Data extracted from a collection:
•••••

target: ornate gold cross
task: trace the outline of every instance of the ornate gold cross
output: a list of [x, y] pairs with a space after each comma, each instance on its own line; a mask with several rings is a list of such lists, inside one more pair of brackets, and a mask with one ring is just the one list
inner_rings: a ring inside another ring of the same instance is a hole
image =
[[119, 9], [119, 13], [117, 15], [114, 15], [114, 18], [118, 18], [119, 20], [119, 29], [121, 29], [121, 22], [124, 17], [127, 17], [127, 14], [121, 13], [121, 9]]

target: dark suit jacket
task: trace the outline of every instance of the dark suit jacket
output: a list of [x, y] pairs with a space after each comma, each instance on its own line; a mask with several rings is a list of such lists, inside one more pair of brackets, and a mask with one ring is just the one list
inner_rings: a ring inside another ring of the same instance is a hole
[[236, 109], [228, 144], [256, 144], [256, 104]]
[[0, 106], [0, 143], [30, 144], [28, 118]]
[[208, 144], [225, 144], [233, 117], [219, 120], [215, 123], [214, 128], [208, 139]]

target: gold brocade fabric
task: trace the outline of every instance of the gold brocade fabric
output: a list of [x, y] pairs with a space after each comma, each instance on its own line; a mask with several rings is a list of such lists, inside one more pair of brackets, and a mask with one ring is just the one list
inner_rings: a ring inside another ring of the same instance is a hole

•••••

Format every line of the entries above as a numbered list, leaving out any blank lines.

Task answer:
1. target: ornate gold cross
2. task: trace the outline of every instance of the ornate gold cross
3. output: a list of [x, y] pairs with a space after each comma, each instance on its own line; a mask with several rings is a list of such lists, inside one more pair of brackets, and a mask with one ring is just the one list
4. inner_rings: a ring inside another ring of the same instance is a hole
5. image =
6. [[119, 9], [119, 13], [117, 15], [114, 15], [114, 18], [118, 18], [119, 20], [119, 29], [121, 29], [121, 22], [124, 17], [127, 17], [127, 14], [121, 13], [121, 9]]
7. target: dark suit jacket
8. task: trace the outline of every instance of the dark suit jacket
9. output: a list of [x, y] pairs with a space after each comma, each instance on its own line; a mask with several rings is a list of such lists, inside one more pair of brackets, and a mask with one ring is just the one list
10. inner_rings: a ring inside another ring of the same instance is a hole
11. [[236, 109], [228, 144], [256, 144], [256, 104]]
12. [[0, 106], [0, 143], [30, 144], [28, 118]]
13. [[208, 144], [225, 144], [233, 117], [219, 120], [215, 123], [214, 128], [208, 139]]
14. target: gold brocade fabric
15. task: trace the outline of every instance of the gold brocade fabric
16. output: a list of [x, y] pairs with a space after each comma, each instance on its own line; a mask with several rings is a list of such lists, inside one more pair of brackets, and a mask with one ring is just the one list
17. inner_rings: a ring inside another ring of the same instance is a hole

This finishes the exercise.